-- Start Text segment --

# Good Rogue Prestige Classes?



## Darkness8Me (Feb 23, 2002)

I'm currently playing a low level rogue (human) and I was looking for a prestige class to shoot for.  Maybe I'm blind, but is there a shortage of good prestige classes for rogues?  I found most of the ones listed in S&S to be boring or underpowered.

All that I've been able to find so far is:

DMG:  Assassin (requires an evil alignment, which usually isn't allowed).
DMG:  Shadowdancer (neat concept)
S&F:  Duelist (kinda).
S&F:  Ninja of the Crescent Moon (thank god for errata).
S&S:  Thief-Acrobat (seems underpowered).
OA:  Ninja Spy (probably the best one I've found).

Any help or suggestions out there?


----------



## Mark (Feb 23, 2002)

How ya doin' dere, Chicago? 

I'm not sure where you're going with this, since I see a lot of the S&S ones as _not_ boring.  It's a mattter of taste, for sure.

Maybe the best bet is to describe your campaign a little, describe what you want to do with the character, and then I'll see if I can come up with something.  Looks like you have a dark concept for the character but how does that fit with the other players/characters in the game?

-- End Text segment --
-- Start Records shown --

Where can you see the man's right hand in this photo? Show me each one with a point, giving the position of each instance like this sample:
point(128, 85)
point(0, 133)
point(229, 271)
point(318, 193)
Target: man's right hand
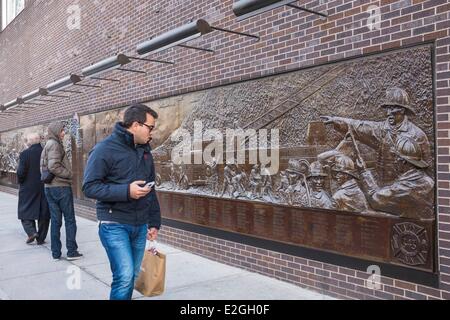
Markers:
point(137, 192)
point(327, 119)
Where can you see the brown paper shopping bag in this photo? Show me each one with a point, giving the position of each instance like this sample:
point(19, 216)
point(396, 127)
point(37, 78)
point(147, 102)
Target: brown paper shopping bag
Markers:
point(151, 280)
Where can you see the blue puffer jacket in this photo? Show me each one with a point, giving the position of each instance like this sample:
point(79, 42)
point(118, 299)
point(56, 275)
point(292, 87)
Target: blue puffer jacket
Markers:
point(112, 166)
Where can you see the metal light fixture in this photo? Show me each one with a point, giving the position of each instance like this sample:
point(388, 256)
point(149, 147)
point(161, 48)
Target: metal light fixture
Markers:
point(63, 83)
point(114, 63)
point(34, 95)
point(180, 35)
point(108, 64)
point(244, 9)
point(11, 104)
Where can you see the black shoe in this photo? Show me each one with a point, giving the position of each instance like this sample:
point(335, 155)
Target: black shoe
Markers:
point(74, 256)
point(31, 239)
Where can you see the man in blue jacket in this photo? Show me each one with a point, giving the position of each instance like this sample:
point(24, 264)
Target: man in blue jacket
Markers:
point(117, 173)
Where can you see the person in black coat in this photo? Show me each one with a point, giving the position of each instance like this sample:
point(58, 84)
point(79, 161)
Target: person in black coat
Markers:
point(32, 202)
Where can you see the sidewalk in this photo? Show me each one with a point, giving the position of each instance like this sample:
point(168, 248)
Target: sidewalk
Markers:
point(27, 272)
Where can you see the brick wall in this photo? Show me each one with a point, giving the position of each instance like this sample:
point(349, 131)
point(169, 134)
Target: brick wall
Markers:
point(38, 48)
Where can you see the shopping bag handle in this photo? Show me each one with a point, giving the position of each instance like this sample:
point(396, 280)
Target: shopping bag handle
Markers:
point(151, 246)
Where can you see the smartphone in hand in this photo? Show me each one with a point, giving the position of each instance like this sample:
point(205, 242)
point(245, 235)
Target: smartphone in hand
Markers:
point(150, 184)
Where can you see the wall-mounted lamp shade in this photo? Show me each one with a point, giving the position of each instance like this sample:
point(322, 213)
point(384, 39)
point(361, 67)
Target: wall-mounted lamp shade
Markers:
point(174, 37)
point(63, 83)
point(244, 9)
point(106, 65)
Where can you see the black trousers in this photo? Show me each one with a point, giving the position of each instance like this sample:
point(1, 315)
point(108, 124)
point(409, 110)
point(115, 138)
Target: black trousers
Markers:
point(30, 228)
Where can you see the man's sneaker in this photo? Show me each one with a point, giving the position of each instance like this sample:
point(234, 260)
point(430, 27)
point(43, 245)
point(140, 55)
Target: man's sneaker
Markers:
point(31, 239)
point(74, 256)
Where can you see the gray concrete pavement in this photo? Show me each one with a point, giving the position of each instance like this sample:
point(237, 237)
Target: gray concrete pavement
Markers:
point(27, 272)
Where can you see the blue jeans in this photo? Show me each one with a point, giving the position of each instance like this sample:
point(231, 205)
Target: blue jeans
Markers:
point(125, 247)
point(60, 202)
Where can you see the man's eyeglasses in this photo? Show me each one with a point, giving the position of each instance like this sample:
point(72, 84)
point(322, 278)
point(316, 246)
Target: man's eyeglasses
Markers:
point(150, 128)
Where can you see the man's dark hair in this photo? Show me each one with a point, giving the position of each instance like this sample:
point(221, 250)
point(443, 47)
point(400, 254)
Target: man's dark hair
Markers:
point(137, 113)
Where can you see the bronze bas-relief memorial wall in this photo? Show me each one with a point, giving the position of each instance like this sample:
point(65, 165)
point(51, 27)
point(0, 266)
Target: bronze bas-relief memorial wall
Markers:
point(356, 166)
point(356, 161)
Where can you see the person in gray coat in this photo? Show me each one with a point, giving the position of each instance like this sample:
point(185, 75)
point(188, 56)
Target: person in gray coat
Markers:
point(32, 202)
point(59, 192)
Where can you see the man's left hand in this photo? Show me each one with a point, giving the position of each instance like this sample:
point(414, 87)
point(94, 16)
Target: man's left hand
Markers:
point(152, 234)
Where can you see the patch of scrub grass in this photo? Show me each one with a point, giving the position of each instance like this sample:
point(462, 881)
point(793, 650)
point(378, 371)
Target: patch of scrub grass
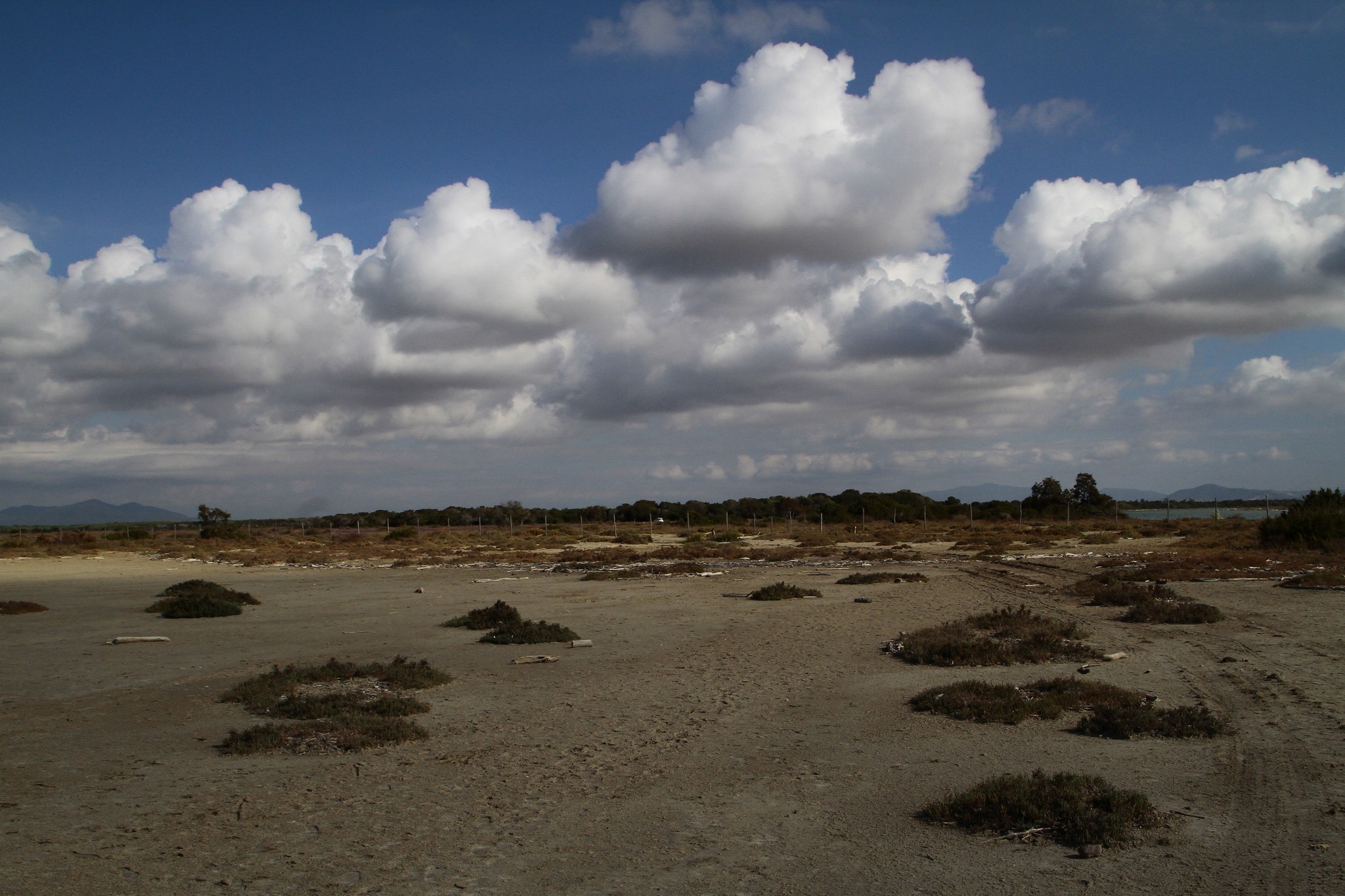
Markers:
point(604, 575)
point(1007, 704)
point(342, 734)
point(998, 639)
point(1324, 580)
point(483, 618)
point(1172, 612)
point(261, 694)
point(15, 608)
point(783, 591)
point(1072, 809)
point(1126, 721)
point(363, 708)
point(197, 599)
point(529, 631)
point(881, 578)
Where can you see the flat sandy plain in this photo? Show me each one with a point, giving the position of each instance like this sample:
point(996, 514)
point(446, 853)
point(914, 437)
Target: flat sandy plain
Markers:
point(705, 744)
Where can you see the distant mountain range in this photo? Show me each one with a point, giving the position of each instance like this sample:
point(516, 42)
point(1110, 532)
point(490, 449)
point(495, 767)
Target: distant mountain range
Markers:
point(88, 513)
point(1210, 492)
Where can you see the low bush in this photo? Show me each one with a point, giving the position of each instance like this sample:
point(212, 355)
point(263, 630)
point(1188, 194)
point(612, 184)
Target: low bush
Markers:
point(1317, 522)
point(529, 631)
point(1072, 809)
point(264, 692)
point(881, 578)
point(1172, 612)
point(1007, 704)
point(483, 618)
point(604, 575)
point(1003, 637)
point(15, 608)
point(197, 598)
point(1126, 721)
point(1319, 580)
point(358, 716)
point(632, 538)
point(343, 734)
point(783, 591)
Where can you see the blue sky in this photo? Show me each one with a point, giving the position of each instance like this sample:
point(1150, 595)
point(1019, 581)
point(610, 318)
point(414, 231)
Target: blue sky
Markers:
point(119, 113)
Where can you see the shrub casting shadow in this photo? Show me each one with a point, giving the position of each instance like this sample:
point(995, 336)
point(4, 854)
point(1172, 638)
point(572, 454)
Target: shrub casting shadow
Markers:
point(1072, 809)
point(197, 598)
point(343, 720)
point(998, 639)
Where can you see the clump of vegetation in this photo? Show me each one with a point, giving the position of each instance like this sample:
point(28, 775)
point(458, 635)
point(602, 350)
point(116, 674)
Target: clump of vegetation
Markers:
point(197, 598)
point(15, 608)
point(783, 591)
point(1002, 637)
point(529, 631)
point(881, 578)
point(631, 538)
point(343, 734)
point(1317, 522)
point(363, 706)
point(1072, 809)
point(604, 575)
point(1009, 704)
point(1325, 580)
point(1125, 721)
point(1172, 612)
point(482, 618)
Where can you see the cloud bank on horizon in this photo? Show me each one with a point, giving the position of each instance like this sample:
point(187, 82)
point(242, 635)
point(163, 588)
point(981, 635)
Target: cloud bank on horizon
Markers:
point(774, 259)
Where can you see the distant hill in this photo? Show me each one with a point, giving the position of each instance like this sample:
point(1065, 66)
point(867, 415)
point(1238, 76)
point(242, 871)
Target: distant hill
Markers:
point(88, 513)
point(1211, 492)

-- End Records shown --

Reproduce the forum thread about rogue prestige classes word for word, everything from "I'm currently playing" down to "Shadowdancer (neat concept)". These items have nothing to do with the forum thread.

I'm currently playing a low level rogue (human) and I was looking for a prestige class to shoot for.  Maybe I'm blind, but is there a shortage of good prestige classes for rogues?  I found most of the ones listed in S&S to be boring or underpowered.

All that I've been able to find so far is:

DMG:  Assassin (requires an evil alignment, which usually isn't allowed).
DMG:  Shadowdancer (neat concept)